Work item
Please restate the following records word for word.
↓
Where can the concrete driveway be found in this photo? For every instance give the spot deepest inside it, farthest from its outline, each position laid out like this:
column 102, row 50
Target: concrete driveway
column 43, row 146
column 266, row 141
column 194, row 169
↑
Response area
Where can the concrete driveway be found in this photo? For every instance give the spot deepest inside it, farthest from its outline, each position laid out like this:
column 102, row 50
Target: concrete driveway
column 43, row 146
column 266, row 141
column 194, row 169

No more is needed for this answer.